Conditionner les voyages vers le fenua à une vaccination contre le Covid : c’est une des « pistes » évoquées par Édouard Fritch et discutées avec l’État pour envisager la réouverture des frontières du fenua. Rien n’est fait, d’autant que le sujet est très débattu en France et dans le monde.
Dominique Sorain l’a posé dès les premières minutes de son allocution : « Le contexte mondial ne permet pas d’envisager une évolution à court terme » des restrictions de voyage. En clair : les frontières du fenua restent fermées jusqu’à nouvel ordre aux touristes et aux voyageurs ne présentant pas de « motif impérieux ». Une fermeture imposée début février par Paris et doublée dans la foulée d’une quarantaine de 10 jours mise en place par le Pays pour les voyageurs autorisés à débarquer au fenua. Un protocole qui devrait être levé « dans quelques semaines » d’après Édouard Fritch, qui avait assuré à la population que la fermeture des frontières ne saurait durer plus de « deux à trois mois ». C’est ce que semble confirmer Tahiti Tourisme, qui a informé les professionnels d’une possible réouverture dans le courant du mois de mai. Mais à l’heure actuelle, rien n’est acté, et les autorités échangent sur le calendrier et surtout les modalités de cette levée des restrictions.
*-*-*
=== Travail demandé ===
(a) Recopiez le passage du texte sur les frontières du fenua qui va de « Conditionner les voyages » à « dans le monde. ».
(b) Poursuivez le texte sur les frontières du fenua après sa dernière phrase.
La liste ci-après n'a aucun lien avec le texte sur les frontières du fenua.

Données enregistrées:
*-*-*
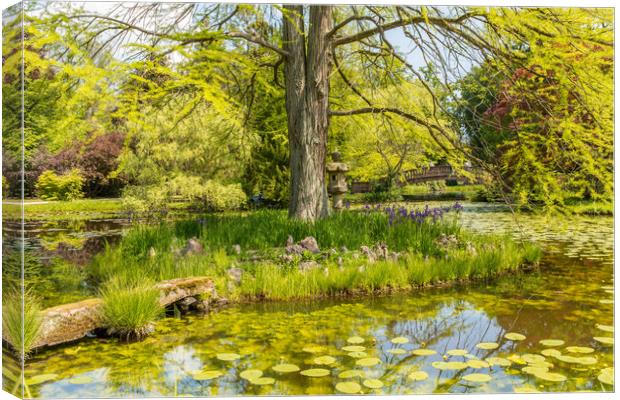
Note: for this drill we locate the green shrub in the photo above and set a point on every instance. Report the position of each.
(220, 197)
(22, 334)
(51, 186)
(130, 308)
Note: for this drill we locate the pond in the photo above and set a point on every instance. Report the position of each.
*-*-*
=== Exercices corrigés ===
(a)
Conditionner les voyages vers le fenua à une vaccination contre le Covid : c’est une des « pistes » évoquées par Édouard Fritch et discutées avec l’État pour envisager la réouverture des frontières du fenua. Rien n’est fait, d’autant que le sujet est très débattu en France et dans le monde.

(b)
« Nous sommes aujourd’hui en situation de créer un dispositif adapté et protecteur » précise le haut-commissaire. Édouard Fritch, lui, va plus loin : « Nous avons l’ambition partagée de parvenir dans les meilleurs délais à concevoir un dispositif innovant et adapté aux enjeux du retour à une vie normale dans un monde où le virus continuera à circuler encore probablement longtemps » explique le président. Qui évoque deux types de protocoles :
- « Les résidents polynésiens qui voudraient voyager à l’extérieur » pourraient être tenus d’être vaccinés avant leur départ pour pouvoir envisager un retour « sans contrainte », et donc sans quarantaine
- « Les voyageurs étrangers et nationaux qui voudraient visiter la Polynésie » pourraient devoir présenter une « attestation valide d’un carnet vaccinal anti-covid ».
Pour Édouard Fritch, aucun doute : ces protocoles basés sur la vaccination sont la « meilleure solution » pour envisager une réouverture du pays.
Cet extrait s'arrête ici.